(Stored data entries)

+-------+

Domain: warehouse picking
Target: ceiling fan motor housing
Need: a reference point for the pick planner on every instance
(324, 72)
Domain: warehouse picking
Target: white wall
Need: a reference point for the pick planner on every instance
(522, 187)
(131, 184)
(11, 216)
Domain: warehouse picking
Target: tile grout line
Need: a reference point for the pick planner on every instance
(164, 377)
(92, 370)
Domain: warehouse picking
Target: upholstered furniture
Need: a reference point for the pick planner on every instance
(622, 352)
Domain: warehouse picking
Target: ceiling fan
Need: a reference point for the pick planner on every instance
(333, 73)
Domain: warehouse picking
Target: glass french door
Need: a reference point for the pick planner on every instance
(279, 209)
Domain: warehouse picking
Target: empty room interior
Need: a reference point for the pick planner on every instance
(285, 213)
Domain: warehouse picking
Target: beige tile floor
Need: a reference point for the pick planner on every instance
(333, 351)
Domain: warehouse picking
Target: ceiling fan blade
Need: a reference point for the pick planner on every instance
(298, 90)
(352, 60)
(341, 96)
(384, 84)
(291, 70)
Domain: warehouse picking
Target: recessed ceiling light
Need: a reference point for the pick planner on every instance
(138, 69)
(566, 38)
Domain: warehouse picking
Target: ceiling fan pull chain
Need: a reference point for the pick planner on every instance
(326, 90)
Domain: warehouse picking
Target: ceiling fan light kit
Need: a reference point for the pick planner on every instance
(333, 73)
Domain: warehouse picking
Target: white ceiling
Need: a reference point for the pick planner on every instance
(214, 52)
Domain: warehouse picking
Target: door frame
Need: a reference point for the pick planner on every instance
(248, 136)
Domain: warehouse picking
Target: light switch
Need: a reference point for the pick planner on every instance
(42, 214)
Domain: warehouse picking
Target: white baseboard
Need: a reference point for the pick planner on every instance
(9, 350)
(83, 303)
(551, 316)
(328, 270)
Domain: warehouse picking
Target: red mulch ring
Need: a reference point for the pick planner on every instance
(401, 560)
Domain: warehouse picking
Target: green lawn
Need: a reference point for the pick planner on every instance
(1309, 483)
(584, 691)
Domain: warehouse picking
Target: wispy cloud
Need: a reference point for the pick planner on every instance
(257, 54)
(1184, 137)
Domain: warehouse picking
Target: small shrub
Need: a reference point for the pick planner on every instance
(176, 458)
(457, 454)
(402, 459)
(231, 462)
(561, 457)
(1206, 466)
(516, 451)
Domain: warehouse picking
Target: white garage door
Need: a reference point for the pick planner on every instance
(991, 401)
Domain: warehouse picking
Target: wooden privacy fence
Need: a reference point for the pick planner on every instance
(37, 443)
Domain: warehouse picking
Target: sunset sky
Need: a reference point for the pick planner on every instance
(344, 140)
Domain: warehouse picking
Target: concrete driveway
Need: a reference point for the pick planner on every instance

+-------+

**Direction**:
Type out the full listing again, exactly as given.

**Reply to the task**:
Domain: warehouse picking
Target: ceiling fan motor housing
Need: a reference point for the pick planner on every instance
(324, 72)
Domain: warehouse picking
Target: white wall
Need: a reference point for the pick planner on every instance
(522, 187)
(131, 184)
(11, 216)
Domain: warehouse picking
Target: tile grout line
Need: a reference point for the pick planner on every instance
(164, 377)
(92, 370)
Domain: warehouse picking
Target: upholstered furniture
Need: a reference point for the pick planner on every instance
(622, 352)
Domain: warehouse picking
Target: ceiling fan
Need: a reference point for the pick planner on every instance
(333, 73)
Domain: warehouse picking
Target: glass french door
Need: a reference point for the pick planner on every instance
(279, 209)
Domain: warehouse picking
Target: empty room interior
Need: a reference point for the pick planner on every instance
(285, 213)
Domain: warehouse picking
Target: beige tile floor
Need: a reference point for the pick planner on every instance
(333, 351)
Domain: warehouse picking
Target: ceiling fan blade
Need: a reference point for the pick planner on every instance
(298, 90)
(352, 60)
(341, 96)
(384, 84)
(291, 70)
Domain: warehouse picking
Target: recessed ceiling light
Need: a reference point for the pick planner on every instance
(138, 69)
(566, 38)
Domain: warehouse picking
Target: ceiling fan pull chain
Need: a reference point for the pick planner on every instance
(326, 90)
Domain: warehouse picking
Target: ceiling fan light kit
Need: a reference point for the pick planner on every instance
(333, 73)
Domain: warehouse picking
Target: white ceiling
Need: a reference point for the pick planner on every instance
(214, 52)
Domain: warehouse picking
Target: door frame
Need: a reference point for the pick planner on every instance
(248, 136)
Domain: warehouse picking
Target: light switch
Need: a reference point for the pick planner on every instance
(42, 214)
Domain: warehouse picking
Target: white baseboard
Need: a reference point for the pick planner on every instance
(9, 350)
(83, 303)
(551, 316)
(328, 270)
Domain: warehouse picking
Target: red mulch ring
Need: a reference point for the pick planner on every instance
(401, 560)
Domain: warehouse picking
Target: green lawn
Need: a reference point for the pick planner on every instance
(1309, 483)
(584, 691)
Domain: warehouse picking
Target: wispy cloud
Need: a reference point for the pick planner on every instance
(257, 54)
(1184, 137)
Domain: warehouse picking
Target: small shrub
Need: a reference point for the pick planner on every instance
(176, 458)
(457, 454)
(402, 459)
(231, 462)
(561, 457)
(1206, 466)
(516, 451)
Domain: warehouse picking
Target: white garage door
Need: a reference point for the pick planner on every instance
(991, 401)
Domain: warehouse picking
Target: wooden privacy fence
Need: a reference point for the pick planner on every instance
(37, 443)
Domain: warehouse picking
Target: sunset sky
Need: a reference point for the pick planner on every instance
(344, 140)
Domain: warehouse picking
Target: concrete driveway
Need: a reference point for the pick planner on every instance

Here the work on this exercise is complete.